**THE TASKS**
1. Answer these from the article on Biden's climate agenda, one answer to a line, marked as the questions are:
(a) According to Jake Schmidt, what does the climate care about?
(b) What dollar amount of energy- and environment-related provisions did Biden say had support among lawmakers?
(c) By what year did Biden's agenda aim to cut U.S. greenhouse gas emissions in half?
2. Reproduce word for word the stretch of the article on Biden's climate agenda from "President Biden came" through "Resources Defense Council.".
3. Carry on the article on Biden's climate agenda from its final sentence.
--- BEGIN ARTICLE ---
President Biden came to office 12 months ago promising an antidote to years of American climate denial and absenteeism. The U.S. would again lead the world “by the power of our example,” he said at his inauguration.
But political gridlock at home has undermined his credibility abroad. And delays in corralling the money that poorer countries need for their own energy transitions and to repair climate damage have sown anger and disappointment.
“The climate doesn’t really care about your effort, the climate cares about what you deliver,” said Jake Schmidt, director of the international program at the Natural Resources Defense Council.
At a press conference marking the end of his first year in office, Biden said there was support among lawmakers for $555 billion in energy- and environment-related provisions in the "Build Back Better Act," and he supported splitting up the bill to give those pieces a chance of moving forward.
Obstacles still abound, and the stasis Biden’s climate ambitions now face stands in stark contrast to the sprint he started last January, when he rejoined the Paris Agreement on his first day in office and laid out a sprawling climate agenda centered around slashing U.S. greenhouse gas emissions in half by 2030.
--- END ARTICLE ---
--- BEGIN DATA EXTRACT ---
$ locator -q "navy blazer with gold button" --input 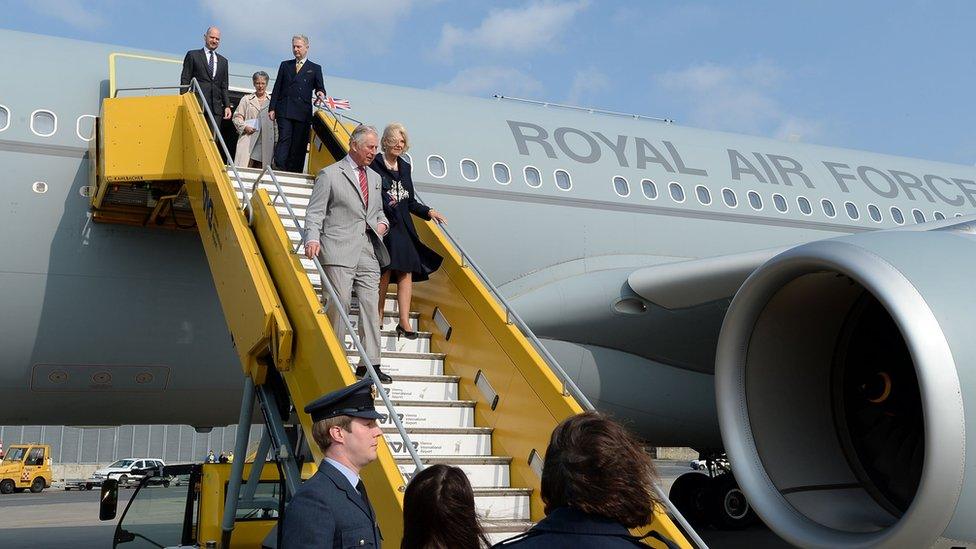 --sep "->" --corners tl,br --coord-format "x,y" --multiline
281,460 -> 382,549
268,58 -> 325,122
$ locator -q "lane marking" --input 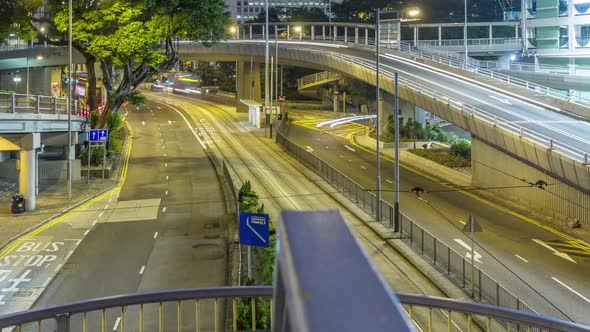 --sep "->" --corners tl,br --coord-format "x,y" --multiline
551,277 -> 590,303
488,95 -> 512,105
532,239 -> 577,264
113,317 -> 121,331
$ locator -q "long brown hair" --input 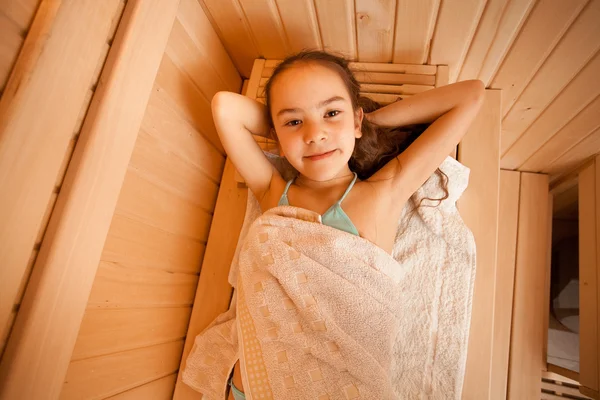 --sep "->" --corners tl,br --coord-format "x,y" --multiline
265,50 -> 448,202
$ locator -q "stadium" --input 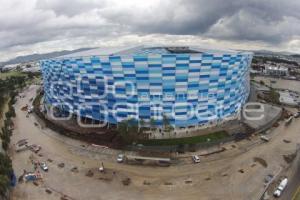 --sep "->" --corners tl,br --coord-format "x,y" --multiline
40,46 -> 252,128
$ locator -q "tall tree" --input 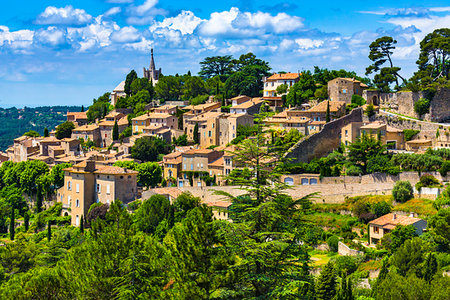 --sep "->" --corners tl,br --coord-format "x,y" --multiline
414,28 -> 450,84
198,55 -> 233,79
192,123 -> 200,144
124,70 -> 138,96
112,120 -> 119,141
9,206 -> 16,241
316,261 -> 336,300
366,36 -> 405,91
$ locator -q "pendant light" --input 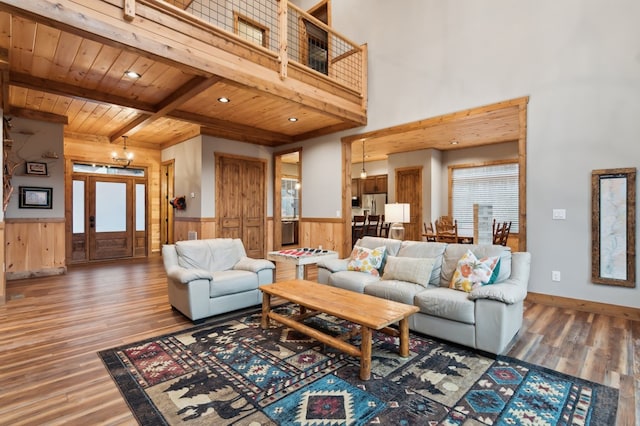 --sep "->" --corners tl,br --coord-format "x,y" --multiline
360,139 -> 367,179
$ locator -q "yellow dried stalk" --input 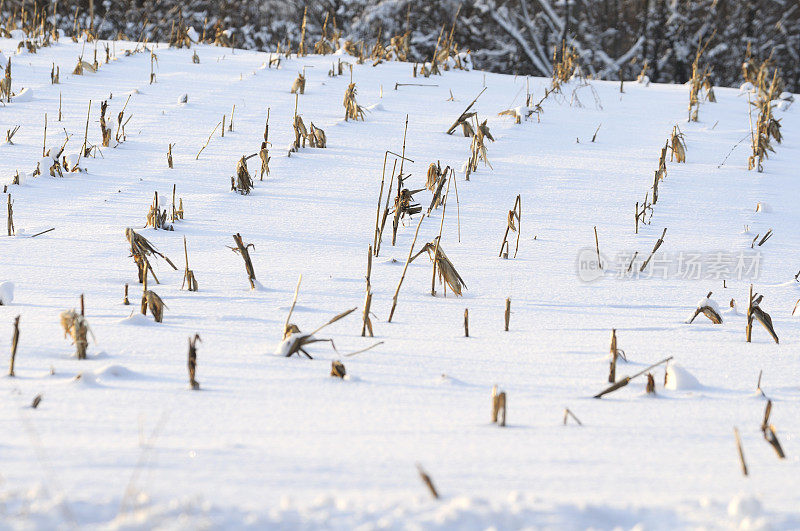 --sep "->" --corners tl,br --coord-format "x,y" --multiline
60,309 -> 94,360
670,125 -> 686,163
342,83 -> 364,120
291,74 -> 306,94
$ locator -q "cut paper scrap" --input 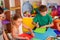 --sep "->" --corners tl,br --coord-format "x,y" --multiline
34,28 -> 46,33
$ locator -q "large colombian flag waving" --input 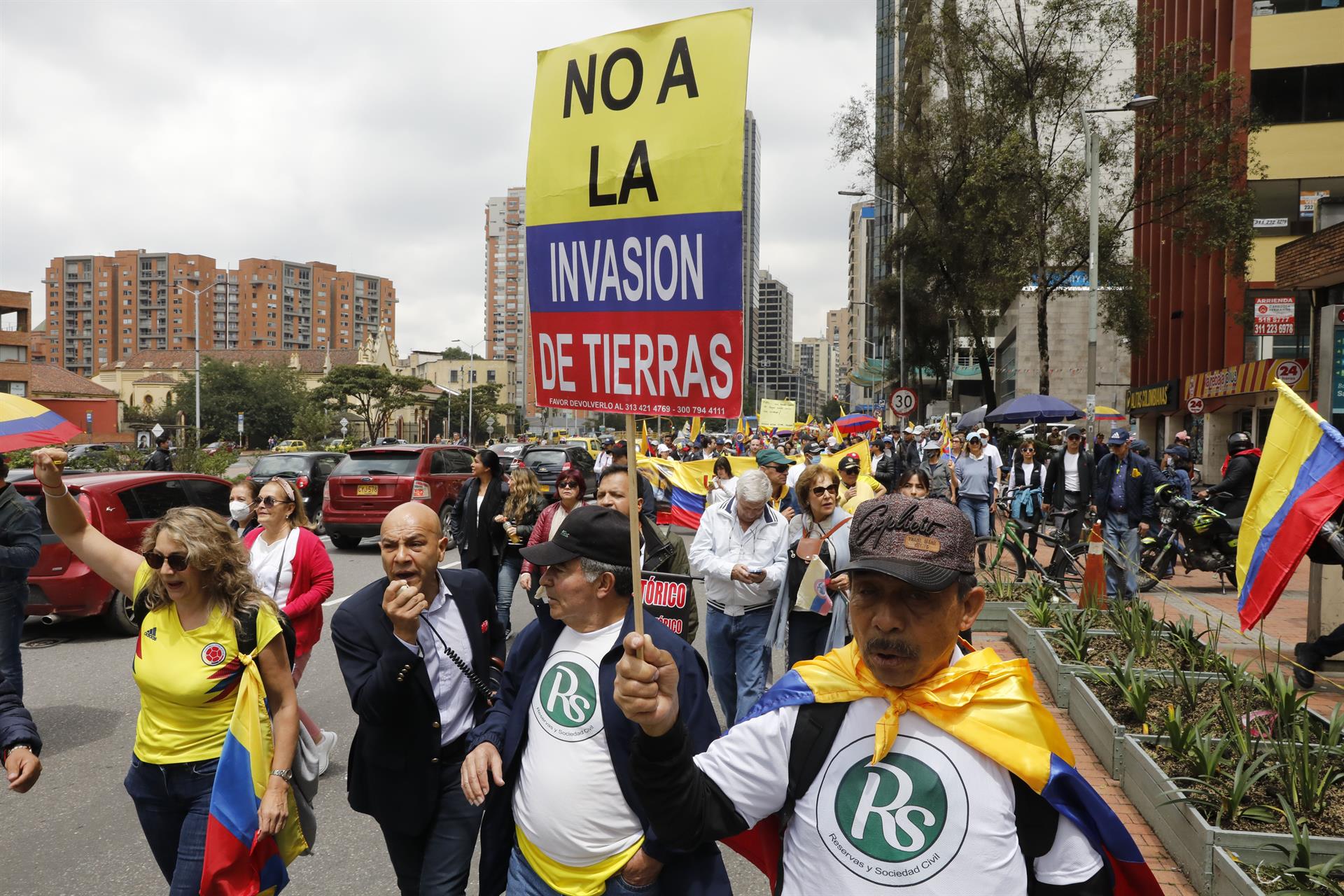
--- END DATA EXTRACT ---
**TASK RESULTS**
1.
(a) What you deliver.
(b) $555 billion.
(c) 2030.

2.
President Biden came to office 12 months ago promising an antidote to years of American climate denial and absenteeism. The U.S. would again lead the world “by the power of our example,” he said at his inauguration.
But political gridlock at home has undermined his credibility abroad. And delays in corralling the money that poorer countries need for their own energy transitions and to repair climate damage have sown anger and disappointment.
“The climate doesn’t really care about your effort, the climate cares about what you deliver,” said Jake Schmidt, director of the international program at the Natural Resources Defense Council.

3.
He brought back former Secretary of State John Kerry to lead a new office dedicated to climate diplomacy and started a pressure campaign to get the world’s biggest emitters to do more to cut their planet-warming pollution.
The U.S. helped push for an end to public financing of coal projects internationally, and it issued a policy last month that would squeeze off most fossil fuel financing abroad and reallocate it to clean energy development (E&E News PM, Dec. 10, 2021).
It isn’t just U.S. climate policy that Biden is aiming to transform. It’s the world’s. And the message of renewed U.S. leadership has reverberated throughout his speeches.
The administration deserves high marks for its whole-of-government approach to climate and for driving the conversation forward at multilateral gatherings like the Group of Seven and Group of 20, said Rachel Kyte, dean of the Fletcher School at Tufts University.
“But [it] can’t get 10 out of 10 for results until it’s sorted out its domestic issues, which are affecting the way in which the rest of the world looks at the U.S., and therefore how the rest of the world listens to the U.S.,” she said.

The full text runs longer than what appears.